• **What is expected**: Beginning with the line that holds "would you mind locating the wet cream-white" and ending with the last line, please repeat the entries exactly and omit the pictures.

(Items from a data source)
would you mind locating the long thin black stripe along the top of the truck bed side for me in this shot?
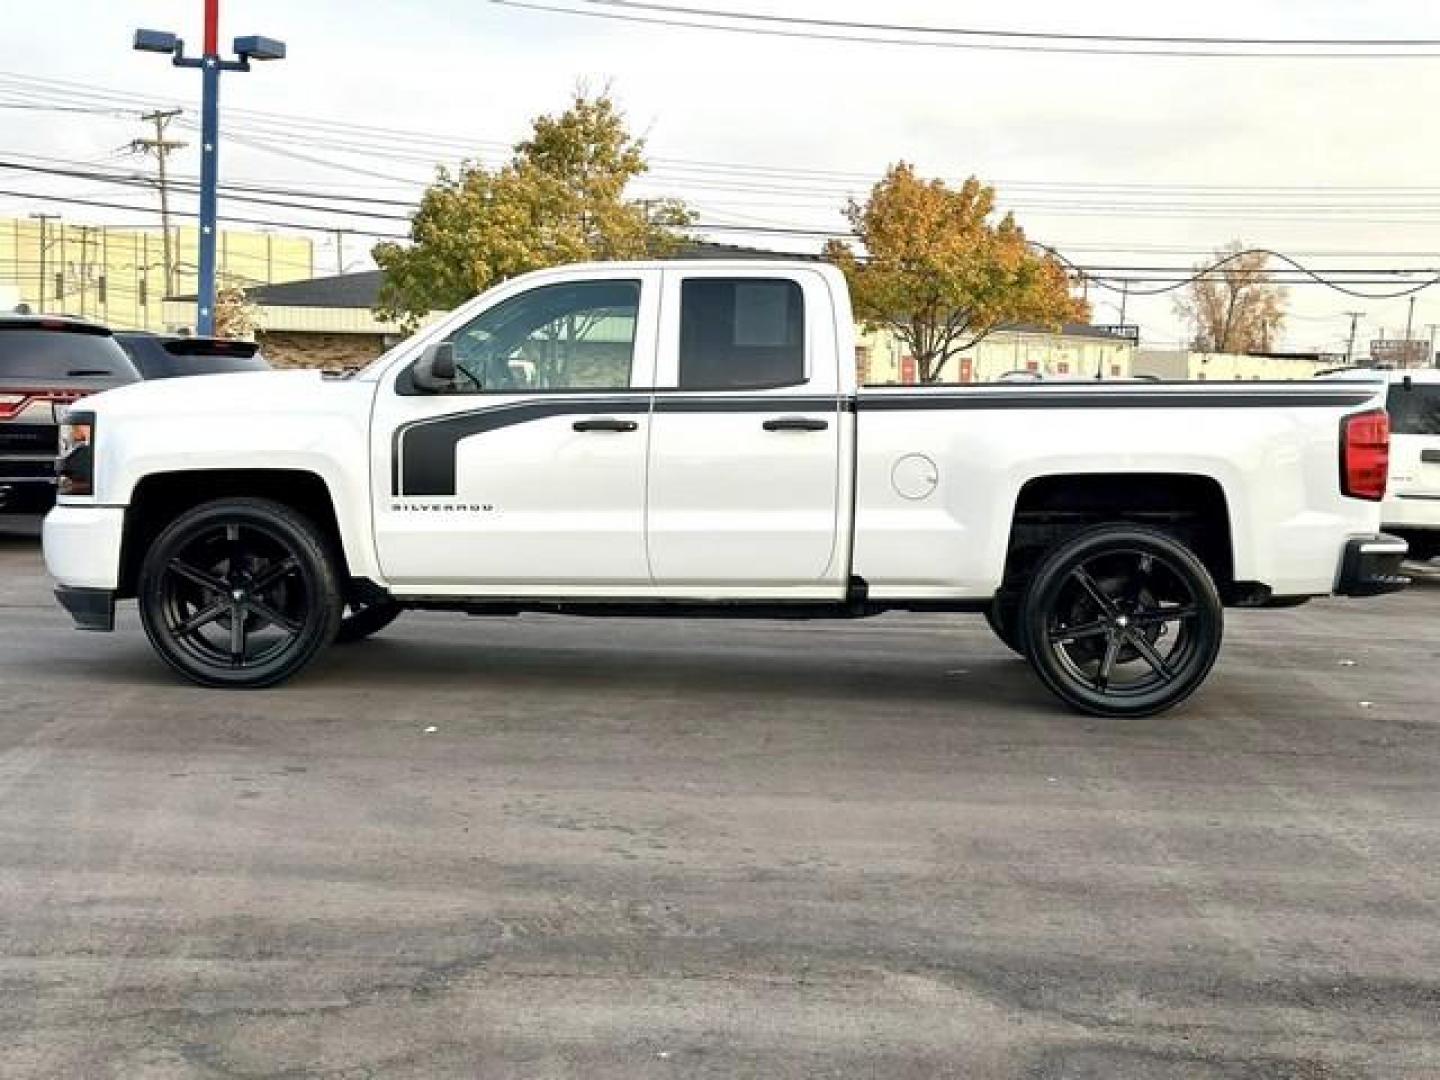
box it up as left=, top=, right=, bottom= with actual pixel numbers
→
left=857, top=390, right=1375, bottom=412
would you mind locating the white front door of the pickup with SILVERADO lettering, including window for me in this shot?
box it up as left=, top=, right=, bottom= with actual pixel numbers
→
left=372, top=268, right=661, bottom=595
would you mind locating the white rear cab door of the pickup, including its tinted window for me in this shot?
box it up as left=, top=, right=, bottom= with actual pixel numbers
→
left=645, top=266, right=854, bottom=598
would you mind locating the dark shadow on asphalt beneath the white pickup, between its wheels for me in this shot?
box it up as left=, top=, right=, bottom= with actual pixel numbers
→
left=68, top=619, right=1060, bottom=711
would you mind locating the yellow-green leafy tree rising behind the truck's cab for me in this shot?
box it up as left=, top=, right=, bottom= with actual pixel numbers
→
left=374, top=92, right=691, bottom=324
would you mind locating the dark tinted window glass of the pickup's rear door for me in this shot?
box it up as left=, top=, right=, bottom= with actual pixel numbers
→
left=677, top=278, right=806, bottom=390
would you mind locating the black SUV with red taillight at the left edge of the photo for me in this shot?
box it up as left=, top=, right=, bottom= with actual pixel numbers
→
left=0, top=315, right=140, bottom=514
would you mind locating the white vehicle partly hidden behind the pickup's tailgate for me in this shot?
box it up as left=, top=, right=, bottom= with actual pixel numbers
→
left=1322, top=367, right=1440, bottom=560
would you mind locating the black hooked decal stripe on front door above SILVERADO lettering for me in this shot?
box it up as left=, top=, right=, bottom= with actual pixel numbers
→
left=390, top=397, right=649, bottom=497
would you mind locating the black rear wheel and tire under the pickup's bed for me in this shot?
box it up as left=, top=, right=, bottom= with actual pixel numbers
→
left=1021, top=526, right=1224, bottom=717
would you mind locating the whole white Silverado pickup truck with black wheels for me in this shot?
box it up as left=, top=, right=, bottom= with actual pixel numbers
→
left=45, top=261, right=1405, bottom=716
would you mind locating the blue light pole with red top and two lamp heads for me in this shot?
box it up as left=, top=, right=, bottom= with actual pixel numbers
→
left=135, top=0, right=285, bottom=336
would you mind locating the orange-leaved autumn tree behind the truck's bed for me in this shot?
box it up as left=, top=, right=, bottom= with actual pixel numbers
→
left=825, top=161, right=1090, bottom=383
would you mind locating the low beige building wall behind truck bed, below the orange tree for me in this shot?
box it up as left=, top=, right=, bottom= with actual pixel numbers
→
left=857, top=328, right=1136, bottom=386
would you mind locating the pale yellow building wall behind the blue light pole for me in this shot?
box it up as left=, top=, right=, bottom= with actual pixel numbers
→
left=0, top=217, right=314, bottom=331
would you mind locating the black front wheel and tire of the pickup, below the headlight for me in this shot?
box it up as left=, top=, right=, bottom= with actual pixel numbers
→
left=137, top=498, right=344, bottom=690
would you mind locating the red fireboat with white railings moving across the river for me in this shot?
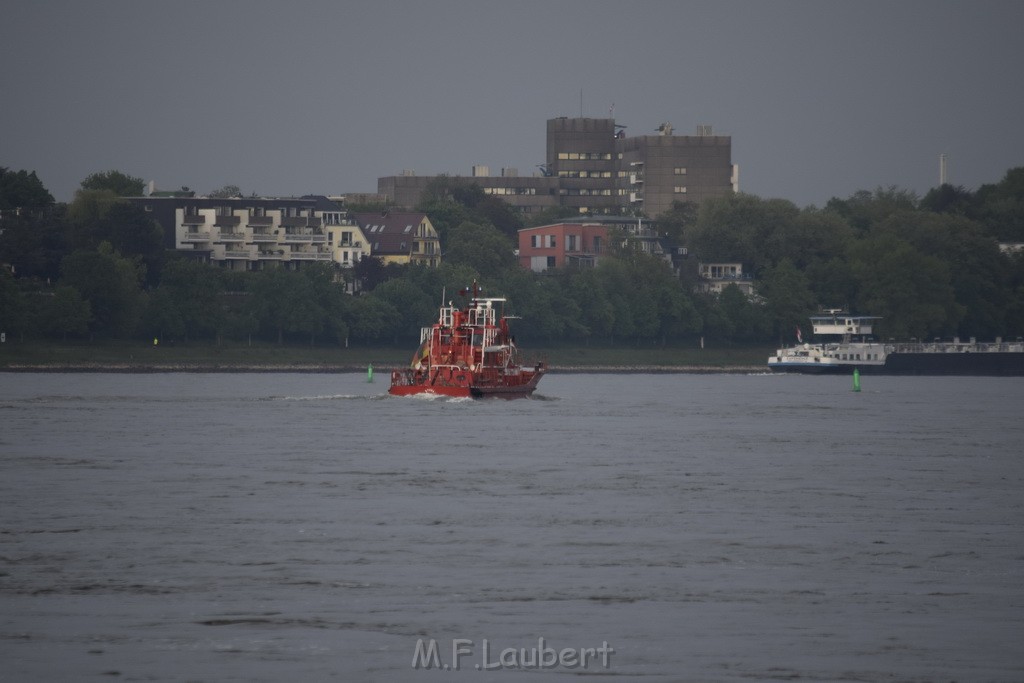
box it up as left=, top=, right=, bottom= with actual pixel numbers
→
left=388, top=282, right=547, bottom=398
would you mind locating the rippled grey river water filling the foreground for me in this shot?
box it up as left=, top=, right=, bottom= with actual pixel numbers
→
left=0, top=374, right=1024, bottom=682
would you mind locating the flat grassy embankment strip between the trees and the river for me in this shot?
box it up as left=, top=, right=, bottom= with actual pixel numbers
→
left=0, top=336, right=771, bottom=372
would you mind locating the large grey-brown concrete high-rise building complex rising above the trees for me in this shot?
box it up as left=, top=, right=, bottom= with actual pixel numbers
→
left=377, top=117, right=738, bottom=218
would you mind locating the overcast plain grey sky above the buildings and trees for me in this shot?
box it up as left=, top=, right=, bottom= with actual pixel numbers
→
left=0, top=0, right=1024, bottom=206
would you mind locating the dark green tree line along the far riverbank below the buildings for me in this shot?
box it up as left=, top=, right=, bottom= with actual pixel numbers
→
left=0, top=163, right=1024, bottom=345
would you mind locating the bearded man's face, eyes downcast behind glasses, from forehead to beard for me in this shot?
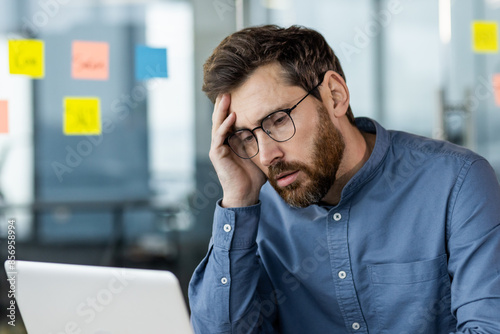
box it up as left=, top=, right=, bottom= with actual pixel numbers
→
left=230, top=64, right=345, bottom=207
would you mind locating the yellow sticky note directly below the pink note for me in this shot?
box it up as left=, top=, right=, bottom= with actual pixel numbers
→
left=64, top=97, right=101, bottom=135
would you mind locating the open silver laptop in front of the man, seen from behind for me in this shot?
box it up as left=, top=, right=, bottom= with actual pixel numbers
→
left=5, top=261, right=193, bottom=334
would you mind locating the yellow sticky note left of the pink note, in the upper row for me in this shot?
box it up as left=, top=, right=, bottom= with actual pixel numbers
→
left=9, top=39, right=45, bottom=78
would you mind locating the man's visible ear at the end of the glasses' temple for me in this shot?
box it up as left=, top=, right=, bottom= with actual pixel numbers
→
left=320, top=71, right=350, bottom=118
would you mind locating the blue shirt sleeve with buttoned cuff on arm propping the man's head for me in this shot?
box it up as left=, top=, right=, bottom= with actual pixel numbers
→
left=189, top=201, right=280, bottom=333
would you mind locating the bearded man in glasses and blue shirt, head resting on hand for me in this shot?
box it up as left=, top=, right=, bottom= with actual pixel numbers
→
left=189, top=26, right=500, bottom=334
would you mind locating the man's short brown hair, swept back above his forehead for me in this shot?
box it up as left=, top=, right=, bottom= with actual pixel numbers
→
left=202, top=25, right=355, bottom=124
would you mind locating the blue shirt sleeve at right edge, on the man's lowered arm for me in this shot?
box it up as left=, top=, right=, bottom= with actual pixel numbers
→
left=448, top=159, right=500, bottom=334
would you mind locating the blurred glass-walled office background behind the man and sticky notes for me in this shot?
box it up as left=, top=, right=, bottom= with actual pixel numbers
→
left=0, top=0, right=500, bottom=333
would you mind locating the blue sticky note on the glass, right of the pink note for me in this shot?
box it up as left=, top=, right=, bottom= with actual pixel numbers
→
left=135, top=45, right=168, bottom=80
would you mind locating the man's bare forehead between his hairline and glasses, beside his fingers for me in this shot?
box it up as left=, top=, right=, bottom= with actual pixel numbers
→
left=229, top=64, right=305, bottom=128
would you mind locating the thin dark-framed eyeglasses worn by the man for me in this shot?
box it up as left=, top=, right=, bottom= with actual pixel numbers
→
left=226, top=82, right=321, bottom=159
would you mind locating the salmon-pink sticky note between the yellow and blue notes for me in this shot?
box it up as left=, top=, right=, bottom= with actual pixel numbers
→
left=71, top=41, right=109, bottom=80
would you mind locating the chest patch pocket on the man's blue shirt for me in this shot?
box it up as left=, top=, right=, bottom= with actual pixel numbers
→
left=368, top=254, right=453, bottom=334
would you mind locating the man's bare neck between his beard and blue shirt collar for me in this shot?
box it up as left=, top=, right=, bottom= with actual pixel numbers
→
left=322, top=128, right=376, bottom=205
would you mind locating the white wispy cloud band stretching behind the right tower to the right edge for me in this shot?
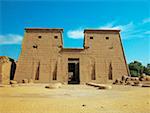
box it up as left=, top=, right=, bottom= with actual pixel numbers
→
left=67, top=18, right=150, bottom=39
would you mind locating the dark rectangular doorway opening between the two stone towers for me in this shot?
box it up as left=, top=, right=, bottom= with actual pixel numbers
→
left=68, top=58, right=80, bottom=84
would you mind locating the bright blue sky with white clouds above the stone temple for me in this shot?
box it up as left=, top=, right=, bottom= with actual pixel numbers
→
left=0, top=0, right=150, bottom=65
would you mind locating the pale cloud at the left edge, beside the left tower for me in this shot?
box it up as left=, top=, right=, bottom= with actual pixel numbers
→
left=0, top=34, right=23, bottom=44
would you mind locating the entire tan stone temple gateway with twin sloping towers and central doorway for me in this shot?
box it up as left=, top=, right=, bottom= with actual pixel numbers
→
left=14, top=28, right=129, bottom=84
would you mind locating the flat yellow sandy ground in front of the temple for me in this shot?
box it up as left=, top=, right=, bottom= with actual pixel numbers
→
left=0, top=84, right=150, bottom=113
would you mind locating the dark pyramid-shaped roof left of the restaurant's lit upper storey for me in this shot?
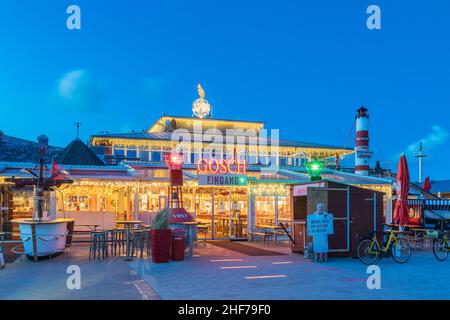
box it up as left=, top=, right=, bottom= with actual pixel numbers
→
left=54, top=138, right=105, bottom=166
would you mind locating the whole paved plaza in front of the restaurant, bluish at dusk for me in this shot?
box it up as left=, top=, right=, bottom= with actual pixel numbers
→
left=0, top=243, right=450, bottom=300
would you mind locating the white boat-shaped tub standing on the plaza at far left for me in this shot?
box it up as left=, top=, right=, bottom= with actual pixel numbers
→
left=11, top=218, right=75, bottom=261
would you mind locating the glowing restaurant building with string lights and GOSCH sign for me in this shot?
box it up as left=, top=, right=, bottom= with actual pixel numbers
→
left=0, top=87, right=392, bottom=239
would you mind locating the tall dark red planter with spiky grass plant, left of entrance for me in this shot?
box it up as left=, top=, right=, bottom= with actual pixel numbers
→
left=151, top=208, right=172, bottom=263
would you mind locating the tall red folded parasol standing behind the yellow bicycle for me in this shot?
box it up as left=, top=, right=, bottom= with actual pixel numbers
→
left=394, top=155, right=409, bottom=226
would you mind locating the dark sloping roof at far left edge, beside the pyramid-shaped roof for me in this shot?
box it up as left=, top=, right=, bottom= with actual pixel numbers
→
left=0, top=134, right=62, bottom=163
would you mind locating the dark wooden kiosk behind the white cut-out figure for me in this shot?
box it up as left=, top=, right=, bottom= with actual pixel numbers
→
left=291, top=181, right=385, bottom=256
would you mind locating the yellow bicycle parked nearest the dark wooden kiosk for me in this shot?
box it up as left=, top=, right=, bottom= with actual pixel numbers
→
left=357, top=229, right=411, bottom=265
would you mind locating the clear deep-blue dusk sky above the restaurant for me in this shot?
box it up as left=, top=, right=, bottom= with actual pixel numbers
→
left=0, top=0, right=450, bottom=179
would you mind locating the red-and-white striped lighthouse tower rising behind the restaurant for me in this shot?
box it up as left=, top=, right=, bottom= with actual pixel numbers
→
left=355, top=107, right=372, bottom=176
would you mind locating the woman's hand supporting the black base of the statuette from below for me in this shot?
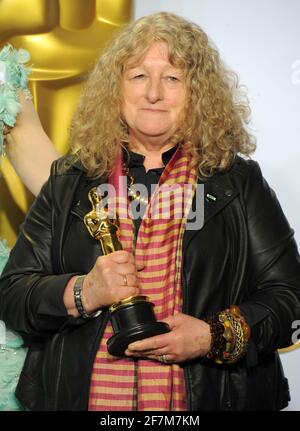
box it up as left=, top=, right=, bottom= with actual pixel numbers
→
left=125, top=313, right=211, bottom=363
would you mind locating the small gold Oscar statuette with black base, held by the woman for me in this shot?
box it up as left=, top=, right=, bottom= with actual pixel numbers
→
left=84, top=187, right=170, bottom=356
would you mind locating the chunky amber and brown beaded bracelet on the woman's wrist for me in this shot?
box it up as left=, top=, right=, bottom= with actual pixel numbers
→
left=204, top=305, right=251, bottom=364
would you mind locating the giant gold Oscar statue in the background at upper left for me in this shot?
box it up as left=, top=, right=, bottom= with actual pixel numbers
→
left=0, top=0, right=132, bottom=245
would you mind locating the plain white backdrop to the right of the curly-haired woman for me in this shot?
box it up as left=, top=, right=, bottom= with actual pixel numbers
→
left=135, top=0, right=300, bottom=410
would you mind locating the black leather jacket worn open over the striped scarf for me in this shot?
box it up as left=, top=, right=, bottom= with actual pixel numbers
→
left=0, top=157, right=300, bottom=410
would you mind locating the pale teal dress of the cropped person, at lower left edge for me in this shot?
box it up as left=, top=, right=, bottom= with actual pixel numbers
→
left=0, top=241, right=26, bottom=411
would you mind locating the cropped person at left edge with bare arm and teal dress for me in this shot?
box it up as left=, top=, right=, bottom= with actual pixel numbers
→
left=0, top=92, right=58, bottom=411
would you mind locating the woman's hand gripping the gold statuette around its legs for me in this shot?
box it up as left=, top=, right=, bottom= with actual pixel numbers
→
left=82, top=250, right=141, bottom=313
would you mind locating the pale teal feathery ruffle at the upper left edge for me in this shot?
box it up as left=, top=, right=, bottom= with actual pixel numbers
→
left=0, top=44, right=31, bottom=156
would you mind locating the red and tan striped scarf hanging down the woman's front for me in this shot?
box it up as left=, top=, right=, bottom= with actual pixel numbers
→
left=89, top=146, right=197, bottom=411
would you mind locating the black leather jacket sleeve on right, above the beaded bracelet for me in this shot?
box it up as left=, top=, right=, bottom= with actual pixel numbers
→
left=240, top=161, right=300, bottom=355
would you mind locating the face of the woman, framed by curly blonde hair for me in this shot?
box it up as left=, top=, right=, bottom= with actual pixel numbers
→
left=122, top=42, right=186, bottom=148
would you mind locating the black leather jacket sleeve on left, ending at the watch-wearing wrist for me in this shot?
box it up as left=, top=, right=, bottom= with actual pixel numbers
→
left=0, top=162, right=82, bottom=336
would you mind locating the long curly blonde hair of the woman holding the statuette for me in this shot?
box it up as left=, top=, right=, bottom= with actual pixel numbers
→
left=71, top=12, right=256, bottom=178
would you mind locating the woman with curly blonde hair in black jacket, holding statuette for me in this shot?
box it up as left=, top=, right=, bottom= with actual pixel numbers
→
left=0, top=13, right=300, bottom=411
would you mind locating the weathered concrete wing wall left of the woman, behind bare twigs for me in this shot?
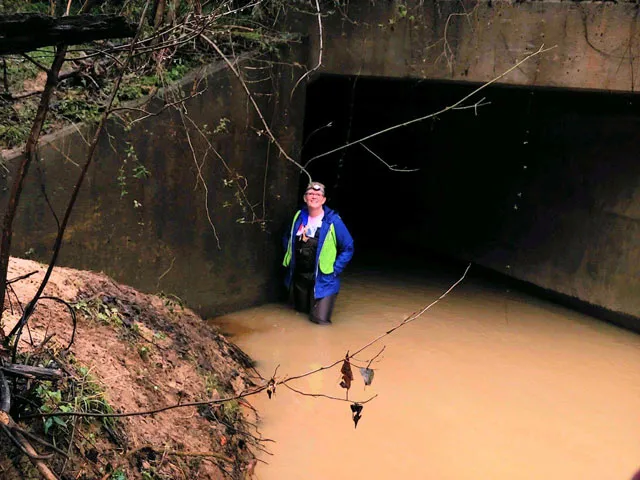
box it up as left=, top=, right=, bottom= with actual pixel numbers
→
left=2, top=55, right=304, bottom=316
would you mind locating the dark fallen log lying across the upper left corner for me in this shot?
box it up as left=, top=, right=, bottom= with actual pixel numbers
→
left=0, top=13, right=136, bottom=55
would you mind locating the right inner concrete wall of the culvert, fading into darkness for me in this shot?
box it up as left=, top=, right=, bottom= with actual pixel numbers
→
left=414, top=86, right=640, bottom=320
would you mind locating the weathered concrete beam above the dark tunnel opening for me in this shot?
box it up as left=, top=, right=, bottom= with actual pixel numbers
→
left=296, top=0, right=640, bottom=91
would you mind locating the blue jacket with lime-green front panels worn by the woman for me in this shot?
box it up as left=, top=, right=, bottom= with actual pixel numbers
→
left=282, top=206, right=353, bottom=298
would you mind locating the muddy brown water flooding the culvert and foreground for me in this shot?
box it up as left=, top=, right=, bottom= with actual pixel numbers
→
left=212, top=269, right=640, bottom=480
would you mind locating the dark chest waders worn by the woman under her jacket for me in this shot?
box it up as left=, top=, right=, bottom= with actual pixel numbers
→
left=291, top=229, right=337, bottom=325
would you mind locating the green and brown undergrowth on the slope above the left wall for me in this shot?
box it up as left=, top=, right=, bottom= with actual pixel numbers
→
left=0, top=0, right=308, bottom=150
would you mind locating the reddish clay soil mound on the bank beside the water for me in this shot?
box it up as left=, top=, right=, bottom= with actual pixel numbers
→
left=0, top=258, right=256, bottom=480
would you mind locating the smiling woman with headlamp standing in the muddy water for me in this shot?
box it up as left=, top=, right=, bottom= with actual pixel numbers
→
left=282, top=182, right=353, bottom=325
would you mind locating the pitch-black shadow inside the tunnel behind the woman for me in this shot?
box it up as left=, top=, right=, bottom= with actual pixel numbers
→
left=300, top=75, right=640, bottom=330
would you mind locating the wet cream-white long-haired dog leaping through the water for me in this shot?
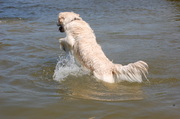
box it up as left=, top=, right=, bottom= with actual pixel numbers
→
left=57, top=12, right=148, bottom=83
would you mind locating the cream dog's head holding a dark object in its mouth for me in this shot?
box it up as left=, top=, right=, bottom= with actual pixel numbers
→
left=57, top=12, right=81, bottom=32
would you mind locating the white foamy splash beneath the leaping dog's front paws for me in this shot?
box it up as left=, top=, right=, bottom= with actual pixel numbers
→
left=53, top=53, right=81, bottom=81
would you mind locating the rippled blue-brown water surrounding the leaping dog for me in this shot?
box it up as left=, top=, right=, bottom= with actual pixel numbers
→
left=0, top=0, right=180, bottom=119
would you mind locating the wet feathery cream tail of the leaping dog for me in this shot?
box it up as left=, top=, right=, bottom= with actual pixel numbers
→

• **Solution to this problem**:
would you mind locating the wet cream-white long-haired dog leaping through the water for me in this shot?
box it up as left=, top=, right=, bottom= with actual pixel numbers
→
left=57, top=12, right=148, bottom=83
would you mind locating the cream dog's head holding a dark object in its mouth for me in this shot?
box it up as left=, top=, right=, bottom= with actual pixel numbers
→
left=57, top=12, right=81, bottom=32
would you mind locating the white foamy splash beneath the leaping dog's front paws for me in this shot?
box it up as left=, top=, right=, bottom= with actual pixel numbers
→
left=53, top=53, right=81, bottom=81
would you mind locating the rippled blue-brown water surrounding the leaping dog for me in this shot?
box it up as left=, top=, right=, bottom= with actual pixel numbers
→
left=0, top=0, right=180, bottom=119
would you mind locating the wet feathery cream tail of the leaping dog for me in this shot?
box it up as left=, top=, right=, bottom= with actual pixel numbers
→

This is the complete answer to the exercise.